• Given exercise
Can you turn the listing below into a numbered list with one line per item and any blank lines left out?

###

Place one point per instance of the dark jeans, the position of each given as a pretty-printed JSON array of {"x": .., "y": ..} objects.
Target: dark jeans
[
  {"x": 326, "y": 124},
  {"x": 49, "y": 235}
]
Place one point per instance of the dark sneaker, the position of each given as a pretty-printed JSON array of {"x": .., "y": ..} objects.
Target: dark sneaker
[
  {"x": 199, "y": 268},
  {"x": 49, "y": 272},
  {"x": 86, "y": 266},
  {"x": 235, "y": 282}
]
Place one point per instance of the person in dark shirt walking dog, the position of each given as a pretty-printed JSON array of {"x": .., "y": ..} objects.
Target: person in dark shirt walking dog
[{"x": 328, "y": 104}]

###

• The completed task
1. Place one point per instance of the dark jeans, the position of each given as a pretty-printed JSON array of {"x": .., "y": ..} objects.
2. Target: dark jeans
3. [
4.   {"x": 326, "y": 124},
5.   {"x": 49, "y": 235}
6. ]
7. Place one point per instance of the dark sneaker, the position of each given as a pretty-printed JSON array of {"x": .., "y": ..} objects.
8. Target: dark sneaker
9. [
10.   {"x": 199, "y": 268},
11.   {"x": 49, "y": 272},
12.   {"x": 86, "y": 266},
13.   {"x": 235, "y": 282}
14. ]
15. Place one point per instance of the person in dark shirt walking dog, the position of each given as a pretty-printed JSON array of {"x": .., "y": ..} objects.
16. Target: person in dark shirt walking dog
17. [{"x": 328, "y": 104}]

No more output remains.